# EXERCISE DESCRIPTION:
Nothing should be left out: repeat all the data exactly.

# RECORD EXCERPTS:
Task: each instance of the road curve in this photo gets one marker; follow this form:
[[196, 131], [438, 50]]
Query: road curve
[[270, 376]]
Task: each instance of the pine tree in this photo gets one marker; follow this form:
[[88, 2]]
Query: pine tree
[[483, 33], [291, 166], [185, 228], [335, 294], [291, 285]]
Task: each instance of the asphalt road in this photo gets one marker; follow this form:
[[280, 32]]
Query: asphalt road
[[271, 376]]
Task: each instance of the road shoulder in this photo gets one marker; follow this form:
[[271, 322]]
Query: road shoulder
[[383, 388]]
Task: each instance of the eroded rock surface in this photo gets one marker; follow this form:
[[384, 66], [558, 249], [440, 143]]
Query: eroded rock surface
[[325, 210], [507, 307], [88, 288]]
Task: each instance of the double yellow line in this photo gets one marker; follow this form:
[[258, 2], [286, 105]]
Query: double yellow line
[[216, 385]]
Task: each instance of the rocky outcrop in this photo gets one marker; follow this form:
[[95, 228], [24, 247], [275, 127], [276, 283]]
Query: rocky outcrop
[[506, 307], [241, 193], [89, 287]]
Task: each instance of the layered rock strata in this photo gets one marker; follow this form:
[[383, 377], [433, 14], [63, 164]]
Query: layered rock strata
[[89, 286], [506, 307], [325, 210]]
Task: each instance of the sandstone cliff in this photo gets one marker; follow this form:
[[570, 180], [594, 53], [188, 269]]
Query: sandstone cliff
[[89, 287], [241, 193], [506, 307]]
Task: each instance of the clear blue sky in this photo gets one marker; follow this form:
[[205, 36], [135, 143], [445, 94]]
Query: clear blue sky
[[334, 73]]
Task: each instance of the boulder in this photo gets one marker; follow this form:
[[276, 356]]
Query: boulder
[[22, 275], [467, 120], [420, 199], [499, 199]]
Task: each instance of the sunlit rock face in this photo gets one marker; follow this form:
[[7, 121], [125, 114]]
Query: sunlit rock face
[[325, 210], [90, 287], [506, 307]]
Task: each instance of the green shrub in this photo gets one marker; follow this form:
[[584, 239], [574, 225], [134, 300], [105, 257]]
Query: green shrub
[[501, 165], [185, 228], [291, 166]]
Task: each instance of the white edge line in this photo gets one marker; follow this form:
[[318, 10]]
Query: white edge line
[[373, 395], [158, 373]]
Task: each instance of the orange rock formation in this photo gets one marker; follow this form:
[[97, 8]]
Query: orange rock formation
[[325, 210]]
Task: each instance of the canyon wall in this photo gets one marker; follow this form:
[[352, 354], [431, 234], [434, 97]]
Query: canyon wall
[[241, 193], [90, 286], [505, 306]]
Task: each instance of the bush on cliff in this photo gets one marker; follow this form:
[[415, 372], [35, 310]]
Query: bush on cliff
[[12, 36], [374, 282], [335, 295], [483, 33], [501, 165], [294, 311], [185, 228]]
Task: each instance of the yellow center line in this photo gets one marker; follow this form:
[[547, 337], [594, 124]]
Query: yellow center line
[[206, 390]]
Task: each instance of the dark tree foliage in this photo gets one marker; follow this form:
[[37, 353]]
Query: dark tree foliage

# WRITTEN ANSWER:
Task: each instance of the road curve in this photo gets one marker; follow this form:
[[196, 131], [438, 50]]
Query: road curve
[[270, 376]]
Task: each instance of the pine tree in this photo gets one marker; follow this form:
[[88, 2]]
Query: pine tree
[[483, 33], [291, 166], [185, 228], [335, 294], [291, 285]]
Task: each instance of the asphalt road in this photo gets one marker; follow this form:
[[280, 32]]
Query: asphalt road
[[271, 376]]
Task: each instance of the road shoulder in this photo gets one marker; follow this form:
[[271, 322]]
Query: road shoulder
[[383, 388]]
Task: each instance of the eroded rock surface in this photo gets one marker; follow this form:
[[384, 66], [558, 249], [440, 143]]
Query: eroded rock surface
[[325, 210], [507, 307], [88, 288]]
Task: each instance of the double yellow line in this photo gets one marker; follow this form:
[[258, 2], [286, 105]]
Query: double yellow line
[[216, 385]]
Task: each instance of the rocky outcrop in this photo gets one marker; follow this form:
[[95, 228], [24, 247], [275, 127], [276, 283]]
Query: rocky outcrop
[[506, 307], [241, 193], [89, 287]]
Task: each instance of the layered rock strata in this photo gets one marker; follow this form:
[[383, 377], [433, 14], [63, 164]]
Query: layered rock strata
[[89, 286], [506, 307], [325, 210]]
Task: each instance of the sandstone cliff in this photo gets one marker; follow this form:
[[570, 180], [594, 53], [188, 269]]
Query: sandstone cliff
[[89, 287], [241, 193], [506, 307]]
Task: each instance of the clear blue sky in this photo gets one marker; follow this form:
[[205, 36], [135, 143], [445, 94]]
Query: clear blue sky
[[334, 73]]
Task: each instance of the boulder in this photo gets one marker; follow this form:
[[276, 356]]
Query: boulder
[[22, 275], [467, 120], [420, 199], [499, 199]]
Task: each instance of the sunlit rock face in this photo gets one marker; follow this form:
[[7, 121], [125, 114]]
Query: sunlit rock face
[[325, 210], [90, 287], [506, 307]]
Task: each instance of the green shrub in this photo gets one marker; follow this form:
[[584, 239], [574, 225], [134, 300], [105, 257]]
Query: green shrub
[[501, 165], [185, 228], [291, 166]]
Task: each instance of the white edge line in this photo gets one marker; follow this form:
[[318, 10]]
Query: white edge line
[[373, 395], [158, 373]]
Task: each instance of the orange rock formation in this photo gets one marker; follow this form:
[[97, 8]]
Query: orange rock formation
[[325, 210]]
Task: each instance of the canyon wall in this photo gets one marker; follow this form:
[[352, 354], [431, 234], [434, 97]]
Query: canyon wall
[[241, 193], [90, 286], [505, 306]]
Task: each instance of the bush on cliff in this photo gets one marker; follow this form:
[[415, 372], [35, 310]]
Query: bush on cliff
[[12, 36], [374, 282], [335, 295], [483, 33], [501, 165], [294, 311], [185, 228]]
Task: each instance of the yellow center line in this photo gets one marker; follow this form:
[[547, 337], [594, 124]]
Query: yellow center line
[[206, 390]]
Task: each instance of the dark tree foliage in this photo gets one marker; follow this form:
[[37, 353]]
Query: dark tree foliage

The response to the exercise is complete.